» Required work:
1/ In the discussion of input device APIs, what device does the writer say even the highly generalized API is probably no better at supporting than pointer events would be?
2/ Retype the part of the input device discussion that opens with the words containing "I like the idea" and closes with "stock vanishes ;-)".

I like the idea of provide more abstract input device information, and there are a number of nice properties in your design.  However it's hard for me to imagine a big highly-abstract API like this really being successfully deployed to the web platform.  It's not enough for a browser to just implement this API (as you say, mostly hard-coding it based on the less-abstract APIs provided by the host OS), but to be really valuable each browser would have to also do work per input device.  In practice I'm not sure we'd really get browser vendors excited enough to implement more than the most common devices.

 

[REPLY] I shall ship beer and cool input devices to all browsers vendors daily until either excitement arises or my money stock vanishes ;-)

 

I'm personally most interested in incremental approaches where we can add some small surface area but have the ability to efficiently iterate adding small feature after feature as the need arises (without being afraid to even approach the standards group due to the expected effort required).  I.e. after months of debate, let's see if we can get even my simple "does this device fire touch events" issue addressed by a W3C spec before we attempt something with orders of magnitude more abstraction and bikeshedding opportunities ;-).  I have low confidence that we could design an API in advance which will automatically work great for new devices without API changes (eg. even your highly generalized API is probably no better at supporting the new Mac force touch touchpad than pointer events would be).  So to me being able to iterate efficiently is more important that predicting all possible use cases in advance with a highly abstract API.

» Data:
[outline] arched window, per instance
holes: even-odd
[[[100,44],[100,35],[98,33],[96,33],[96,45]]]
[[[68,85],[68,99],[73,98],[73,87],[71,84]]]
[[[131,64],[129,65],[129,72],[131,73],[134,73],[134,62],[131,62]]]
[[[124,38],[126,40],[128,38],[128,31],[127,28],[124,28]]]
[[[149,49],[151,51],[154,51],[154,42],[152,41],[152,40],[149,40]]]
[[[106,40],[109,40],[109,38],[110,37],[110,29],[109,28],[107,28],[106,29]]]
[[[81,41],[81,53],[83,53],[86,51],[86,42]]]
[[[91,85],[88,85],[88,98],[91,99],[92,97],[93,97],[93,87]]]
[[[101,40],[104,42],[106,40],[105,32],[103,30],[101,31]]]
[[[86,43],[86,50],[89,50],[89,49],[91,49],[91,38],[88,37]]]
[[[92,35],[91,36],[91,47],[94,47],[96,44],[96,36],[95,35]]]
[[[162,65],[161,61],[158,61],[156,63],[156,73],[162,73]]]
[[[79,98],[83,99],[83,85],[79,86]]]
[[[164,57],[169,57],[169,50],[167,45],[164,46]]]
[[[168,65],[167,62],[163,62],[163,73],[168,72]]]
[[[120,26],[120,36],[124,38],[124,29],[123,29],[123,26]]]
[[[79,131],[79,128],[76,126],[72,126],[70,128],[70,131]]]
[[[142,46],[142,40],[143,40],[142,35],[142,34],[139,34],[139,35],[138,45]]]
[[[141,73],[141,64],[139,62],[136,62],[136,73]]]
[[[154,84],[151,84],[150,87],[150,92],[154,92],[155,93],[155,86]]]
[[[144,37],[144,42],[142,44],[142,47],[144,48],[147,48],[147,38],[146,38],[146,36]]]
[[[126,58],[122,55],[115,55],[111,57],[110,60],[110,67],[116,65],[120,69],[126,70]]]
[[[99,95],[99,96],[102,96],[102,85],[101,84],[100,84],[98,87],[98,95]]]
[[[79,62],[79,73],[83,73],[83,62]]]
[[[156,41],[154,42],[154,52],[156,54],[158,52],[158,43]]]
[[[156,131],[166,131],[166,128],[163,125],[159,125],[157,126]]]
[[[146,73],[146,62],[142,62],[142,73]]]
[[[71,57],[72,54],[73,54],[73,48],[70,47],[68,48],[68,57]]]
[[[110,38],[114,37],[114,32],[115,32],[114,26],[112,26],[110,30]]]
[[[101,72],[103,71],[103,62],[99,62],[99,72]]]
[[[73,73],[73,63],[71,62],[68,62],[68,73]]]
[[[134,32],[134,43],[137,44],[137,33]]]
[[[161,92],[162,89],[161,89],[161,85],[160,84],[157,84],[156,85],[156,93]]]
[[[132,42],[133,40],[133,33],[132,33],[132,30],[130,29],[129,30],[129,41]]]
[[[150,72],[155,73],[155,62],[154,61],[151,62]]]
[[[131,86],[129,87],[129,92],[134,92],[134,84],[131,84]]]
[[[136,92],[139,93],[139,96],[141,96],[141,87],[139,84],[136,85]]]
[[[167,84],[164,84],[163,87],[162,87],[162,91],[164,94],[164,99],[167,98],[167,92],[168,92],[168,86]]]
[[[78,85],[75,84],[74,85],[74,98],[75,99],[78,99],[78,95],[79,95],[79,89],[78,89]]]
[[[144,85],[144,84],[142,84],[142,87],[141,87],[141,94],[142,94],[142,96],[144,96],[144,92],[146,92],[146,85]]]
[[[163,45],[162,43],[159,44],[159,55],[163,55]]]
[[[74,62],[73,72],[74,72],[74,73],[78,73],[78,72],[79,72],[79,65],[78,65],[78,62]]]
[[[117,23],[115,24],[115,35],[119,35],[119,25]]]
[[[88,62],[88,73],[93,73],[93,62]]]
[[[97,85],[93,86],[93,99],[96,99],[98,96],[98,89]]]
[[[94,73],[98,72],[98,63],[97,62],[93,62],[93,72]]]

» Task-by-task solutions:
1/ The new Mac force touch touchpad.

2/
I like the idea of provide more abstract input device information, and there are a number of nice properties in your design.  However it's hard for me to imagine a big highly-abstract API like this really being successfully deployed to the web platform.  It's not enough for a browser to just implement this API (as you say, mostly hard-coding it based on the less-abstract APIs provided by the host OS), but to be really valuable each browser would have to also do work per input device.  In practice I'm not sure we'd really get browser vendors excited enough to implement more than the most common devices.

 

[REPLY] I shall ship beer and cool input devices to all browsers vendors daily until either excitement arises or my money stock vanishes ;-)